Exercise description: Retype each record below word for word, pictures excluded.
[Opening Dataset records section]
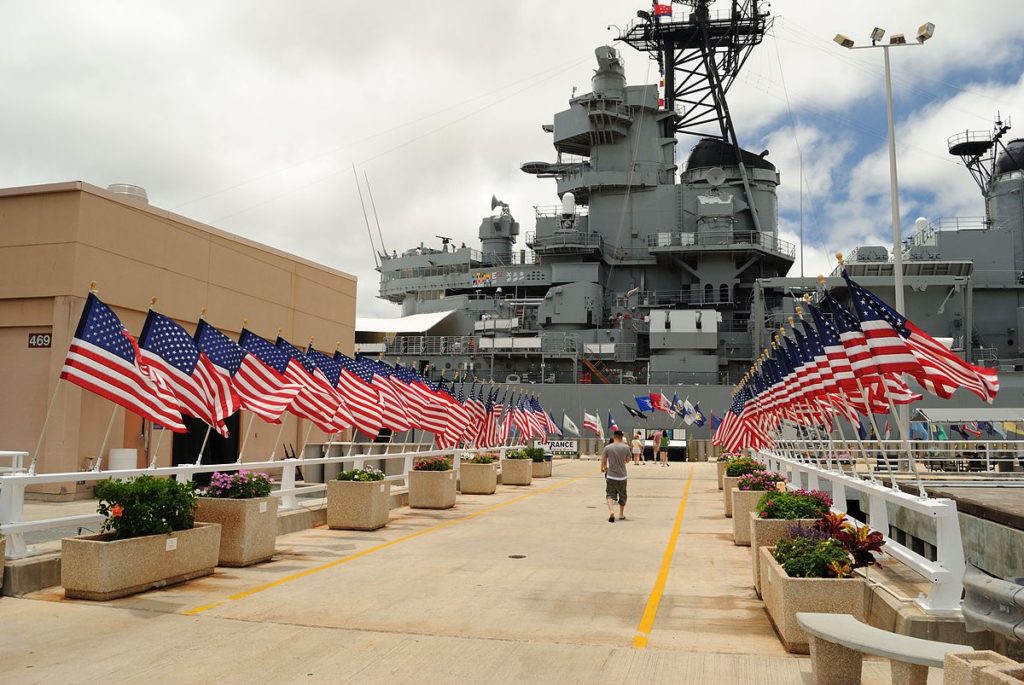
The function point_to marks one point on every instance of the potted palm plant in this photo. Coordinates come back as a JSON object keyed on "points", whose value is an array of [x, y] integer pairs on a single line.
{"points": [[733, 471], [517, 468], [358, 500], [749, 490], [542, 462], [241, 503], [813, 571], [150, 540], [431, 483], [779, 512], [478, 475]]}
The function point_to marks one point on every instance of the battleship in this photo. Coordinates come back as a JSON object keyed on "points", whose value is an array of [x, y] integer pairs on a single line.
{"points": [[671, 275]]}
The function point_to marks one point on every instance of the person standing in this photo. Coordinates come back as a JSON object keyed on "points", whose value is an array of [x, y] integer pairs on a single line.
{"points": [[637, 448], [613, 467]]}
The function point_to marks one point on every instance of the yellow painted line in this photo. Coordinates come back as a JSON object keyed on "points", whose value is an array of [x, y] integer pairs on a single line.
{"points": [[650, 611], [358, 555]]}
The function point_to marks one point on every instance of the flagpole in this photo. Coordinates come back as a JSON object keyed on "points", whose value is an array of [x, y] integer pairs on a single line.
{"points": [[245, 438], [199, 459]]}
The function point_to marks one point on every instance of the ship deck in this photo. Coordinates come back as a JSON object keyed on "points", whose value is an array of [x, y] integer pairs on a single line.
{"points": [[528, 585]]}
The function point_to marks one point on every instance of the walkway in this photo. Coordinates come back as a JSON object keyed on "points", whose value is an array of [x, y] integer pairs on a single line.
{"points": [[528, 585]]}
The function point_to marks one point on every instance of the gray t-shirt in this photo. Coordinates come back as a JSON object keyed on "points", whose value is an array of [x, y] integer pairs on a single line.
{"points": [[616, 455]]}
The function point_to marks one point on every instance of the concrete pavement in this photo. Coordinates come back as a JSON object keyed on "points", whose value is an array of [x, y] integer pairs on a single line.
{"points": [[531, 584]]}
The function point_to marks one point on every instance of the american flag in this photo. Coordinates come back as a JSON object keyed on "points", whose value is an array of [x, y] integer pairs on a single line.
{"points": [[394, 414], [261, 389], [363, 399], [201, 390], [936, 368], [103, 358], [422, 399]]}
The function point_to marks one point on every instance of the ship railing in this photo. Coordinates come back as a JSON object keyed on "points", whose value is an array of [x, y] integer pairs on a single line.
{"points": [[808, 465], [721, 238], [294, 486], [550, 211]]}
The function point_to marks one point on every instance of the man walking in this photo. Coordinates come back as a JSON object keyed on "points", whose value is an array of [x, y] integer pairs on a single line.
{"points": [[613, 467]]}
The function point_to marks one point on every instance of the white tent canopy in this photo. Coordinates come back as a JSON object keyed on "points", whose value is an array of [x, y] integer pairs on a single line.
{"points": [[413, 324]]}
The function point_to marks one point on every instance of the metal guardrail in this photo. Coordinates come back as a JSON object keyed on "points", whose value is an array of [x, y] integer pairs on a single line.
{"points": [[992, 604], [725, 239], [12, 487], [945, 573]]}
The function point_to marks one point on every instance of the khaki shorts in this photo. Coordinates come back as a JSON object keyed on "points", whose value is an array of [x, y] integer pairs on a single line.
{"points": [[615, 490]]}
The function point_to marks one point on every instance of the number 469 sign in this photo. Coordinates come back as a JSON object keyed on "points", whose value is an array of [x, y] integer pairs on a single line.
{"points": [[39, 340]]}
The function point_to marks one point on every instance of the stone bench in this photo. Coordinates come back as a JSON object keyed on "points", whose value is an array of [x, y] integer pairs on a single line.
{"points": [[839, 642]]}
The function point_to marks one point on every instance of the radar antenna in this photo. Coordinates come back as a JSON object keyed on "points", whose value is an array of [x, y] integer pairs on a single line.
{"points": [[977, 151]]}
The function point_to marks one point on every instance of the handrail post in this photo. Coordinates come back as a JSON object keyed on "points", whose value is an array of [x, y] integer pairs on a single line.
{"points": [[11, 511], [288, 500]]}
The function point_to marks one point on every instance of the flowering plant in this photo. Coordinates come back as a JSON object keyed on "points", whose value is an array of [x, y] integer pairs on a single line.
{"points": [[433, 464], [742, 466], [239, 485], [145, 506], [794, 505], [368, 473], [761, 480]]}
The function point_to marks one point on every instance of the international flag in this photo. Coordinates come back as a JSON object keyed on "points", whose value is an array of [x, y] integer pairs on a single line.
{"points": [[260, 389], [201, 390], [104, 359], [636, 414], [643, 402]]}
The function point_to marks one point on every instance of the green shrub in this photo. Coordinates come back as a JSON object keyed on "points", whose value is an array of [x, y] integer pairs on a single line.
{"points": [[811, 557], [369, 473], [741, 467], [433, 464], [794, 505], [145, 506], [536, 454]]}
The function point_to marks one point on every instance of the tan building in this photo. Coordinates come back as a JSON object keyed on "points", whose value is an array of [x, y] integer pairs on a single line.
{"points": [[56, 239]]}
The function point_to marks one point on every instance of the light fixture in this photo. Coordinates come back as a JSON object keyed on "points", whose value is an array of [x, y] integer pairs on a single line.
{"points": [[925, 31]]}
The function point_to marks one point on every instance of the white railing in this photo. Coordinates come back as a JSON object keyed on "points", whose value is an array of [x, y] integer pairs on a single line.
{"points": [[13, 485], [945, 573]]}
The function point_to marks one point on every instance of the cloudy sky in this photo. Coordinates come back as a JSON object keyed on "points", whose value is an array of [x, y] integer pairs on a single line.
{"points": [[250, 116]]}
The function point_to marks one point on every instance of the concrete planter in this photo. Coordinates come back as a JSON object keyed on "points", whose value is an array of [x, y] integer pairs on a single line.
{"points": [[357, 505], [767, 531], [477, 478], [248, 527], [728, 484], [431, 489], [542, 469], [973, 667], [785, 596], [743, 503], [99, 567], [516, 471]]}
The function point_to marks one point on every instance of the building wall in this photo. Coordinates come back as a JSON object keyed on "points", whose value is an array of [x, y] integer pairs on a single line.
{"points": [[55, 241]]}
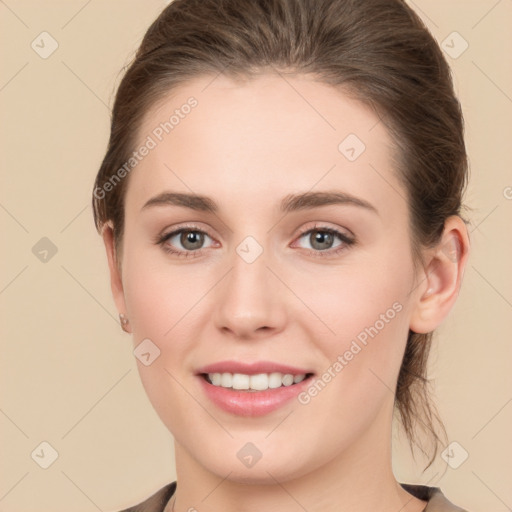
[Closing Dataset records section]
Answer for this exercise:
The function point_to marks one point on every instance of the potted palm plant in this photo. Coordinates come back as a JSON object keyed on "points", whose value is an array of [x, y] integer pairs on a single line.
{"points": [[733, 471], [517, 468], [358, 500], [749, 490], [542, 462], [241, 503], [813, 571], [150, 540], [431, 483], [779, 512], [478, 475]]}
The function point_to marks one point on every instance of the battleship in this photo. Coordinates come back as a JSON object keyed on "points", whose value is an array of [x, y] integer pairs on a single line.
{"points": [[671, 275]]}
The function point_to marks one point on every instance of the person standing in this photo. Coordinates come back as a JSON object keyed on "points", whose value is an array of [x, y] integer pairs on a single line.
{"points": [[637, 448], [613, 467]]}
The function point_to marks one point on every instance of the yellow painted line in this photo. Coordinates come back as a JSON object keyed on "points", whose value is an array of [x, y] integer pairs on a single line.
{"points": [[650, 611], [358, 555]]}
The function point_to marks one point on every instance of the flagpole in this photo. Coordinates come back as a JSON object keyed on "points", whose value is an array of [x, y] integer pairs on a single line.
{"points": [[245, 438], [199, 459]]}
The function point_to marks one point on every instance of the ship deck in this photo. Coordinates come back as a JSON object keyed on "points", whose value is an array of [x, y] integer pairs on a single line.
{"points": [[528, 585]]}
The function point_to marks one point on every instance of the walkway in this photo. Coordinates come back as a JSON object keyed on "points", whose value is an array of [x, y] integer pairs on a single line.
{"points": [[528, 585]]}
The function point_to marks one point on every instance of the gray t-shirt in this photo. Coordinates come back as a JSON object keyed on "points", whose value is an array of [x, y] integer pairs on a single line.
{"points": [[616, 455]]}
The function point_to marks one point on every instance of the concrete pavement in this photo. Coordinates come back as a JSON object keyed on "points", whose value is an array of [x, y] integer pairs on a single line.
{"points": [[531, 584]]}
The function point_to marks one point on every instance of the american flag in this photo. Coordinates come back as a JSON object keyed on "points", whose value is an array of [x, y] integer pairs on a single line.
{"points": [[394, 414], [261, 389], [363, 399], [201, 390], [936, 368], [103, 358], [422, 399]]}
The function point_to marks one point on every instance of the ship railing in this photo. Coordinates come back as a JSON object keyed on "points", whose value is an array of [x, y] integer pairs on a single line.
{"points": [[808, 465], [721, 238], [294, 486], [550, 211]]}
The function point_to marks one point on every instance of the man walking in this photo. Coordinates come back as a JSON object keyed on "points", whose value is an array of [x, y] integer pairs on a single line.
{"points": [[613, 467]]}
The function point_to marks one point on every instance of the white tent canopy in this photo. Coordinates come back as a JSON object keyed on "points", whose value is an array of [x, y] integer pairs on a single line.
{"points": [[413, 324]]}
The function point_to marks one point on every instance of the metal guardrail in this photo. Coordinates come back as a JSON object keyed on "points", whose value is an array of [x, y] integer pairs on a single line.
{"points": [[992, 604], [725, 239], [12, 487], [945, 573]]}
The function point_to marks one point on every instance of the khaki shorts in this photo. Coordinates come back as a JSON object keyed on "points", whose value is an array of [x, y] integer pairs on a single line.
{"points": [[615, 490]]}
The function point_to marks one point on every instance of the number 469 sign in this photo. Coordinates come back as a JSON object keyed on "points", whose value is an array of [x, y] integer pairs on a single line.
{"points": [[39, 340]]}
The function point_to marks one point on every instance of the stone bench in this photo. Coordinates come back as a JSON object keyed on "points", whose value is an array of [x, y] integer pairs on a single line.
{"points": [[839, 642]]}
The function point_to marks one point on every instance of the radar antenna in this photo. Coordinates come back as a JSON object keyed on "points", whose value is an array of [x, y] integer pairs on a single line.
{"points": [[977, 151]]}
The function point_to marks one point on every instance of the handrail post in this photo. Coordinates come back as a JSON object keyed on "points", whose value is an array of [x, y] integer pairs on a single line.
{"points": [[11, 511], [288, 500]]}
The function point_to marks one point on every instance of the flowering plant in this photo. Coordinates come back as a JSON object keyed on "points", whose value is an array of [x, y] integer pairs on a single line.
{"points": [[433, 464], [742, 466], [239, 485], [145, 506], [794, 505], [368, 473], [761, 480]]}
The function point_to marks one point on every instance of the international flag in this photo. Coordinates come back as a JSON object keyed on "points", whose value is an array of [x, y] integer pairs on a single line.
{"points": [[260, 389], [201, 390], [104, 359], [636, 414], [643, 402]]}
The function point_to marks one point on every instance of the green shrub in this photo. Coordinates come back as a JSON object keyed on "points", whose value is an array of [x, y] integer pairs on a single line.
{"points": [[811, 557], [369, 473], [741, 467], [433, 464], [794, 505], [145, 506], [536, 454]]}
The function point_to marks one point on every instance of the tan building in this photo. Coordinates come back as a JSON object keyed on "points", whose value is an array of [x, y] integer pairs on a single line.
{"points": [[56, 239]]}
The function point_to marks one point on every instance of the light fixture in this photo. Coordinates come back as a JSON object keyed on "points", whose value is an array of [x, y] integer pairs on a single line.
{"points": [[925, 31]]}
The function point_to marks one point on every instance of the white railing in this photo. Coordinates come back as a JSON object keyed on "points", whose value is an array of [x, y] integer pairs on a single line.
{"points": [[13, 485], [945, 573]]}
The function point_to marks one point on every instance of the cloudy sky in this photo. Coordinates come back as a JSON object keyed on "points", whose value is an array of [x, y] integer pairs on a single line.
{"points": [[250, 116]]}
The function point_to marks one point on every instance of the concrete planter in this photo. Coordinates come back as a JSON object keyed on "points", whose value is an array of [x, y] integer pairs on a single line.
{"points": [[357, 505], [767, 531], [477, 478], [248, 527], [728, 484], [431, 489], [542, 469], [973, 667], [785, 596], [743, 503], [99, 567], [516, 471]]}
The function point_to marks one point on every instance of the building wall in this photo. Coordinates come back as a JSON object keyed on "points", whose value is an array of [x, y] integer pairs on a single line.
{"points": [[55, 241]]}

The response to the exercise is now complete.